Task to complete: Within the records that follow, find every line containing the string "reef". Copy those lines.

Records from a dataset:
----------------
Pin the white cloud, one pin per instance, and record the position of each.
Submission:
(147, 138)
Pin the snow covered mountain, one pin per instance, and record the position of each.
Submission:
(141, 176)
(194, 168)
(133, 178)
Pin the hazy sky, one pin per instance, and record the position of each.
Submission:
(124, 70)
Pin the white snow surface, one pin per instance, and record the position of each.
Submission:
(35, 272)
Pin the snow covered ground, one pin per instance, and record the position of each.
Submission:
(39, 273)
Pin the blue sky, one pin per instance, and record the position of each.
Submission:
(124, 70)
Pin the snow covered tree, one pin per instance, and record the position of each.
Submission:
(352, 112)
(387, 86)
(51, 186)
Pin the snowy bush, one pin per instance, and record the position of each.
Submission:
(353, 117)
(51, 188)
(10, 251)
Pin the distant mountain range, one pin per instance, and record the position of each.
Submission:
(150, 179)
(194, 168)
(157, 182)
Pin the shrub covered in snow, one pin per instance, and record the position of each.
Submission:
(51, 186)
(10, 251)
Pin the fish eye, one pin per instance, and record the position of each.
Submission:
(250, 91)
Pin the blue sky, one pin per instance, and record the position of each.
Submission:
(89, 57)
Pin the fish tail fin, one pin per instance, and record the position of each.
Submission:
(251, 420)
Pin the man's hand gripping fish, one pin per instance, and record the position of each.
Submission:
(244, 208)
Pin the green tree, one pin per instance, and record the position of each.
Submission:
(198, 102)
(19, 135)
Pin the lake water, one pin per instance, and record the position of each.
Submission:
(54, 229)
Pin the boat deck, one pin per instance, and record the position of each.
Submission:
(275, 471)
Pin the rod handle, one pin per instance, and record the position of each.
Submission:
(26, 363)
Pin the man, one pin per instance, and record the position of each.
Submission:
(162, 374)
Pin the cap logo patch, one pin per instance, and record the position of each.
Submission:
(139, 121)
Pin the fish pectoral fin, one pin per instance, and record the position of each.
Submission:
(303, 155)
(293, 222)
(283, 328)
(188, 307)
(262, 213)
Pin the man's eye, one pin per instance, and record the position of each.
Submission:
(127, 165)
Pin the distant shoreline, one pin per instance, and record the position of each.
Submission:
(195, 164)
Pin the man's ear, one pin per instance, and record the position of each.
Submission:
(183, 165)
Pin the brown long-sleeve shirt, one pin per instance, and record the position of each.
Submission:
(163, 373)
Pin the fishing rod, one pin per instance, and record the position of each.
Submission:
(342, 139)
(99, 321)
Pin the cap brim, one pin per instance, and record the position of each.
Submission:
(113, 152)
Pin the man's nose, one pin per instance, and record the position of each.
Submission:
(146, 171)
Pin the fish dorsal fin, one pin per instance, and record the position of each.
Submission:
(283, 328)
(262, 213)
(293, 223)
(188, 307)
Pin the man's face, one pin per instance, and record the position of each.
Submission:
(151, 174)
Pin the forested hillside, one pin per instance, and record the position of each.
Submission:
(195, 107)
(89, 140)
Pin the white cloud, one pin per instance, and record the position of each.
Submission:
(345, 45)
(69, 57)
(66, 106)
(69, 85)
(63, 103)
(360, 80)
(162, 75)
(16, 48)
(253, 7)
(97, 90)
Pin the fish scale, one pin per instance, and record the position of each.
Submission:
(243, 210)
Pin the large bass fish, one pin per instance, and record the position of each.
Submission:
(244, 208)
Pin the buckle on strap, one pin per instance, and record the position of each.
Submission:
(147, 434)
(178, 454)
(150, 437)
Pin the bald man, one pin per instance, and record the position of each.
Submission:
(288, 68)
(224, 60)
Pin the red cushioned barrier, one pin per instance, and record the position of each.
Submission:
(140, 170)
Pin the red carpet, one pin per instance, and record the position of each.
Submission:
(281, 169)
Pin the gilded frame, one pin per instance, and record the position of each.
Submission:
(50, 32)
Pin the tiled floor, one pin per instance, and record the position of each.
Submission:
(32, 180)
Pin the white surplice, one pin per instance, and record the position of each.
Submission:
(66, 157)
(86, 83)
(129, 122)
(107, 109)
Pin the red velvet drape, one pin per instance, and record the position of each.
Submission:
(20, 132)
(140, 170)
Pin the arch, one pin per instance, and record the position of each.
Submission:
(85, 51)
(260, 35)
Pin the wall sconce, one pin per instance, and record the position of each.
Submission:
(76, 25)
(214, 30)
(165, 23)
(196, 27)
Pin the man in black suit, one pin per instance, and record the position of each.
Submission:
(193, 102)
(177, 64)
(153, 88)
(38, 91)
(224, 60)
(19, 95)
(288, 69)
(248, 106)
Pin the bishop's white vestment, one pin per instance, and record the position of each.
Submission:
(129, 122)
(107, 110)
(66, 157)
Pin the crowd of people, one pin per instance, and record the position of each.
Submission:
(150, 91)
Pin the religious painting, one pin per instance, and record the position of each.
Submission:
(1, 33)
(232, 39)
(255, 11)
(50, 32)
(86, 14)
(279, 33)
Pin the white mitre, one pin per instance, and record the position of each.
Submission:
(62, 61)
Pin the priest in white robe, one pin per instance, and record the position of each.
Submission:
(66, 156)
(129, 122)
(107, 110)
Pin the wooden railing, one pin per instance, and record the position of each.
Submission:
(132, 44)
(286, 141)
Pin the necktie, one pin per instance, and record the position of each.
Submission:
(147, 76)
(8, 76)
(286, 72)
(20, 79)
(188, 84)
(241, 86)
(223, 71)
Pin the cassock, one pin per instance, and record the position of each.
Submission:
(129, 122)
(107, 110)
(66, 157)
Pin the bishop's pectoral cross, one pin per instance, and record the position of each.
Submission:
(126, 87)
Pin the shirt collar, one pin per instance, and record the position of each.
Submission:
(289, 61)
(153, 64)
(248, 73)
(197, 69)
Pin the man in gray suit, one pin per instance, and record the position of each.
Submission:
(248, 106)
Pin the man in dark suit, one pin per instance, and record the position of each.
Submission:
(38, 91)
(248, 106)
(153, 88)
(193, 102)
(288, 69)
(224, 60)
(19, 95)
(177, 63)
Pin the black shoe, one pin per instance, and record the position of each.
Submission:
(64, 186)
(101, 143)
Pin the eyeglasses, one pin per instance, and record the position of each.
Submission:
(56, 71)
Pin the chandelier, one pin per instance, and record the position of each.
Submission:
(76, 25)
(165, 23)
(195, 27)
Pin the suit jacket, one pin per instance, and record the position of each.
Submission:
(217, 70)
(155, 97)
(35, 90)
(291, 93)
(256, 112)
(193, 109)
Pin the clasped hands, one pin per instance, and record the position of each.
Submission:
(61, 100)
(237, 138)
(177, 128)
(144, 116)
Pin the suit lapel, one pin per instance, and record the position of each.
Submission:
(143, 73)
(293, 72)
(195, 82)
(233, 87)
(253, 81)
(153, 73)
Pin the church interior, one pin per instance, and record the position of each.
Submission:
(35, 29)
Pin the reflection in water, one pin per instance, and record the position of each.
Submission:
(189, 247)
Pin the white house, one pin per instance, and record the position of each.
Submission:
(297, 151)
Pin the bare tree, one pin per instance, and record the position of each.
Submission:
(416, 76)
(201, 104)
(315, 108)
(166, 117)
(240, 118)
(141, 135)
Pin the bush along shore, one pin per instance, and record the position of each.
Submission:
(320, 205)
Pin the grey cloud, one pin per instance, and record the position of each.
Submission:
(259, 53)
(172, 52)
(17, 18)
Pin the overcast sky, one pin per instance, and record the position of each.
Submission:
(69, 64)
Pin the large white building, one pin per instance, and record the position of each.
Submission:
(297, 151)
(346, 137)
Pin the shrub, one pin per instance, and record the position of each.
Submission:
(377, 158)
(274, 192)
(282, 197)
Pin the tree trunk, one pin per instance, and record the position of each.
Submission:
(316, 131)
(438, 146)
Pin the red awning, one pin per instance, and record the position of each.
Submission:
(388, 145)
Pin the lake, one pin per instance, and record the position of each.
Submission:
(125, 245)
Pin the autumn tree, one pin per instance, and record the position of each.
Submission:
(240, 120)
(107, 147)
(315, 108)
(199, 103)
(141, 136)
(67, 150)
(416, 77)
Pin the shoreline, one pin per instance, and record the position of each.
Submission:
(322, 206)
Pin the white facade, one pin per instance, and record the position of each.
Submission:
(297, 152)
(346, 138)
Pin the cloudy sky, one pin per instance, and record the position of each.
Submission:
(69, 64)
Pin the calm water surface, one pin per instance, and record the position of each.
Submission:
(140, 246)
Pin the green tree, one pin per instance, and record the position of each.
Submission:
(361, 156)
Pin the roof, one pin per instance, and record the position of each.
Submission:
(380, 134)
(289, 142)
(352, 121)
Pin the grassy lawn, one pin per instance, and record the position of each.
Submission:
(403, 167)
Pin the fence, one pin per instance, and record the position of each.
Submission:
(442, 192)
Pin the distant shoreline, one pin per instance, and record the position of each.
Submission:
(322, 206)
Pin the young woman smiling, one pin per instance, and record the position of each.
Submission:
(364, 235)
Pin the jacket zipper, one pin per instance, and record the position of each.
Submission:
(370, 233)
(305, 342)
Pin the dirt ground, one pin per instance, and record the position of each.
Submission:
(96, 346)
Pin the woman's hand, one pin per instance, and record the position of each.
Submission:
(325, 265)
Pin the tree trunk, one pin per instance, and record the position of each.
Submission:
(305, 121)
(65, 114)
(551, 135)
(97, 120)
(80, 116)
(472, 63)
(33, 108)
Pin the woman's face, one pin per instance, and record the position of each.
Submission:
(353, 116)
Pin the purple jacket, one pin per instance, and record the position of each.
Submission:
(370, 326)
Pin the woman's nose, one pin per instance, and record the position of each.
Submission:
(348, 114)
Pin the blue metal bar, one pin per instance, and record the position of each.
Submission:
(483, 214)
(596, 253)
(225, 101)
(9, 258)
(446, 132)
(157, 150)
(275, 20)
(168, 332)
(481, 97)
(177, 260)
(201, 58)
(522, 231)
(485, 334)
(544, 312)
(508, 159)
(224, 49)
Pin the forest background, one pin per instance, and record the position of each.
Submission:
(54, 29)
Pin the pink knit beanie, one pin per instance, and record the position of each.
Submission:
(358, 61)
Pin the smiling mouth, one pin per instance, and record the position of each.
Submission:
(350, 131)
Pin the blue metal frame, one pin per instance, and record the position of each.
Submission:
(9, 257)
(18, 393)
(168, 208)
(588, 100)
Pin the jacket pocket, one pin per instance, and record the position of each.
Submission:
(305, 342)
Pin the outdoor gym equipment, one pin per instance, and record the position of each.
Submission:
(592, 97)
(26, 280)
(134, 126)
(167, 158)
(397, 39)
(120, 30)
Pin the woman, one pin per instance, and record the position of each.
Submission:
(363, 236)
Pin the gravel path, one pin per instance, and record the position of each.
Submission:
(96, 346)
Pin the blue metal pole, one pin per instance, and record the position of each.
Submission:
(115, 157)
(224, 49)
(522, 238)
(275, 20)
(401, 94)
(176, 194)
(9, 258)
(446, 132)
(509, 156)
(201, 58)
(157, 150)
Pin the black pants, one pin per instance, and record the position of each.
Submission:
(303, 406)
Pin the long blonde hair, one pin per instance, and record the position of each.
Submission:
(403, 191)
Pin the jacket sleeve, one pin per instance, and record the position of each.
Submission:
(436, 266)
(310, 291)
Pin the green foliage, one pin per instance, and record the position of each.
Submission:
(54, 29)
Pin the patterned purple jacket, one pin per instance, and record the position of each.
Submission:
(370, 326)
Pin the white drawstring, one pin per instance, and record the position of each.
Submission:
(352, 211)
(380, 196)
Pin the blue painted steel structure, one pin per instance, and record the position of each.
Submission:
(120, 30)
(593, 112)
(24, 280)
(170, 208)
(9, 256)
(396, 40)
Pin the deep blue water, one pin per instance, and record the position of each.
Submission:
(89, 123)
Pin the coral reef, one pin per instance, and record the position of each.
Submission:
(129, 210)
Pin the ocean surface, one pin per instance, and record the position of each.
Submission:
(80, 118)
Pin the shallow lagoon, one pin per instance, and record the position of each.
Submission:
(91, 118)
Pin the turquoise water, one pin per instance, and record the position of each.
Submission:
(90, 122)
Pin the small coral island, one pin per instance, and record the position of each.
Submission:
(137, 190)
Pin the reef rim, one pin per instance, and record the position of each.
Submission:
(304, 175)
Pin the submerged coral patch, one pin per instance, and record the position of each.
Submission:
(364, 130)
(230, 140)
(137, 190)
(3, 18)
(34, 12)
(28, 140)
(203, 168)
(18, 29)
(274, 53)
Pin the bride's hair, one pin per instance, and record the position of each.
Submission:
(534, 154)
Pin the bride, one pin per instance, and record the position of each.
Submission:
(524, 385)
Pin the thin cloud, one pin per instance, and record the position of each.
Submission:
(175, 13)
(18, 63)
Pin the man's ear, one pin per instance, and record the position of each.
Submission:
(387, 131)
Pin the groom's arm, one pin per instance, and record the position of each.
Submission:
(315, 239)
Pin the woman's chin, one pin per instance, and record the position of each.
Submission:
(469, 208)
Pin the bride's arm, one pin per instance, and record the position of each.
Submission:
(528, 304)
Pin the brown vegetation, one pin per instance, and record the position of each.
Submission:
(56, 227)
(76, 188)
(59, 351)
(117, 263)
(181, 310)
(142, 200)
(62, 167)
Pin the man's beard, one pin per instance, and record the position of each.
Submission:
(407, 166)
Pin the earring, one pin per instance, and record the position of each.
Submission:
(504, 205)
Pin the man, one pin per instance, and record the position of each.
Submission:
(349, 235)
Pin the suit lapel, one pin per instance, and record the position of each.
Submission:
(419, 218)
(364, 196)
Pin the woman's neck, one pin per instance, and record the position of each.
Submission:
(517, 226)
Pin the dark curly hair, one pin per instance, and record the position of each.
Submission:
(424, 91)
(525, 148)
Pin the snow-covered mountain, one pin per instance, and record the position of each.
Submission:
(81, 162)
----------------
Reply to the task:
Pin the coral reef, one pin per instance, and record the position of each.
Pin the reef rim, one pin per instance, and record the position of each.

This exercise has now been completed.